Where a line holds the word "road", copy it from the records.

Region pointing data:
===

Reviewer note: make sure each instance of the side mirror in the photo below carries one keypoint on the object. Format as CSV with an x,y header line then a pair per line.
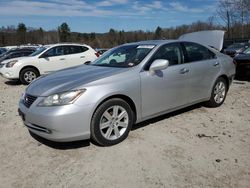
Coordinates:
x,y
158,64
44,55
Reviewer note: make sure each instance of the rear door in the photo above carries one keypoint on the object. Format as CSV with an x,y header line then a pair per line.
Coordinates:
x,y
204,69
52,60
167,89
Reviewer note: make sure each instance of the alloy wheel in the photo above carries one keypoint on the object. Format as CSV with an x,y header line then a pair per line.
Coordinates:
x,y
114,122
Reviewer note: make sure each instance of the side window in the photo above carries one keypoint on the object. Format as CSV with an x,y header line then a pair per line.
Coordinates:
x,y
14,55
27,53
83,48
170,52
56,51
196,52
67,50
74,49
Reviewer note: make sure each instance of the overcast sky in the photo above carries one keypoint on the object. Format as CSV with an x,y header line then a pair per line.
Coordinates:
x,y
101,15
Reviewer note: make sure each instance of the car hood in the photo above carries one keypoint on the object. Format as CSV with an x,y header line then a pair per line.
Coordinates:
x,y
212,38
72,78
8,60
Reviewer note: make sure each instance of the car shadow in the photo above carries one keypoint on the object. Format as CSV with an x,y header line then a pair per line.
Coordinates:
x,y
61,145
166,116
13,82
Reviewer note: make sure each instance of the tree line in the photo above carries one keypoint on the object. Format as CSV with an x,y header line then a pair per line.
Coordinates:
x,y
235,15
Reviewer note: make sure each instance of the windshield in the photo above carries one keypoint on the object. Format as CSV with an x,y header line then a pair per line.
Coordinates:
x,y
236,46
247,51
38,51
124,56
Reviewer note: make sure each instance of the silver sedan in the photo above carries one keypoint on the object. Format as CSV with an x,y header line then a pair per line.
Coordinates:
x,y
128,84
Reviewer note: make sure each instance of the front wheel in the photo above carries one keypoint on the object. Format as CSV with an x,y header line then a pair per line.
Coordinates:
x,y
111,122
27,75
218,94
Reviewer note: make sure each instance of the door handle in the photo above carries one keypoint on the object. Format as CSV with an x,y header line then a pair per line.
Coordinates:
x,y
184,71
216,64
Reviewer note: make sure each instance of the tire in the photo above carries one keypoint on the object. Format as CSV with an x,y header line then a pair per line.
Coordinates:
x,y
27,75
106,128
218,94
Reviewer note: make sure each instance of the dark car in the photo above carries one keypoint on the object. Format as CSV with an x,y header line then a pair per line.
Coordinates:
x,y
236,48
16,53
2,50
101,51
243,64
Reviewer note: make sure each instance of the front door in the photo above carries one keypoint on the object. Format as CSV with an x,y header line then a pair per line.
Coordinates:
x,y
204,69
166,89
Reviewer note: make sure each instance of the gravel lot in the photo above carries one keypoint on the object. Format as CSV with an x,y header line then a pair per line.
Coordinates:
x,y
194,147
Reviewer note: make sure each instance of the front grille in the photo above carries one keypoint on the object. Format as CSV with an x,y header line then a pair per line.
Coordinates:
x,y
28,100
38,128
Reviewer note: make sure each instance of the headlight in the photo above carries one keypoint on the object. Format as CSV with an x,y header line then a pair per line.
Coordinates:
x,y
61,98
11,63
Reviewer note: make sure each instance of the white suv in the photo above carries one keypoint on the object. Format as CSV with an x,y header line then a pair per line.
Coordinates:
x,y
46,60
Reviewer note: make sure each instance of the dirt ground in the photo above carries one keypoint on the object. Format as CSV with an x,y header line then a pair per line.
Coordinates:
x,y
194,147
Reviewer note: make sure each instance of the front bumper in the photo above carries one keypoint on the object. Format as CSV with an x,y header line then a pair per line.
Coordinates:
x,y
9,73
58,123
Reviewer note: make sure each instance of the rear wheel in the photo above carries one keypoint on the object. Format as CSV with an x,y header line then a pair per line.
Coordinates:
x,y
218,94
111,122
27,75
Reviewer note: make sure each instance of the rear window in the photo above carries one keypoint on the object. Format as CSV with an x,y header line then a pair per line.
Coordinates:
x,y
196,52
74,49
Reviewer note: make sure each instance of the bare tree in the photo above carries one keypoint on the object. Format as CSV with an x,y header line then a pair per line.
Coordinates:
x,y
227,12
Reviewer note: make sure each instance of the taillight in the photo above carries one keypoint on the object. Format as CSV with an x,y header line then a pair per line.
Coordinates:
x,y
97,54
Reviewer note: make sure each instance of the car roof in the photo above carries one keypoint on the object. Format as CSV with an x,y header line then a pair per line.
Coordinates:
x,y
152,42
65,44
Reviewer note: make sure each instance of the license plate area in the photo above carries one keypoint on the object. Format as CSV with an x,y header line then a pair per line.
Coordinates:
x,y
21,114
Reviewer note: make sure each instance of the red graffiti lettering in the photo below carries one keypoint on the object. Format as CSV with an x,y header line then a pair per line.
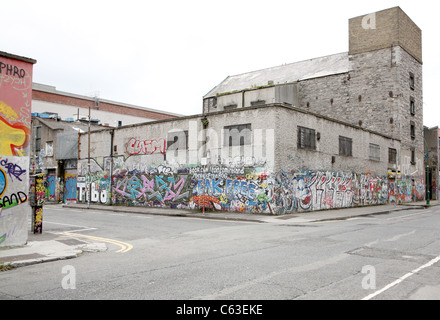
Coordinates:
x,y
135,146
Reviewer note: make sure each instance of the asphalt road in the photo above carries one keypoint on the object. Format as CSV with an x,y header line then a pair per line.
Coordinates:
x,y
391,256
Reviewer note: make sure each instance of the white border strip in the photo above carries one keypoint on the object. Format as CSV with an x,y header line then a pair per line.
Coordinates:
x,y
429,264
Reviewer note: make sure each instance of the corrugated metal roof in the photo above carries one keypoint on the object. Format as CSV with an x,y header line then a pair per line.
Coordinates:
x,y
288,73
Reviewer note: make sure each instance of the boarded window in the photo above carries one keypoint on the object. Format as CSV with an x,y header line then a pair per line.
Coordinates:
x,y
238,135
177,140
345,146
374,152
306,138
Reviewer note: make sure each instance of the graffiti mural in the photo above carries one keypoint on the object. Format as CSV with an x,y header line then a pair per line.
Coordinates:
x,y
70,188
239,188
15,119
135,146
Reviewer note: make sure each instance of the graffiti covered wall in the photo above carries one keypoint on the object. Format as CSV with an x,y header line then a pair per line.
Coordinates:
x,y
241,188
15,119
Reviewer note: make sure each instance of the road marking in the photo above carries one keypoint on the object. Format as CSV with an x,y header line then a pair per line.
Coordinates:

===

## Exercise answer
Reviewer note: make sure each instance of the asphalt road in the photo above carries one keypoint on the object. Format as CSV with an x,y header line then a pair per line.
Reviewer note: make sure each instance of the road marking in the photo above carries one keypoint on the object. Format as CSV with an x,y header line then a pair per line.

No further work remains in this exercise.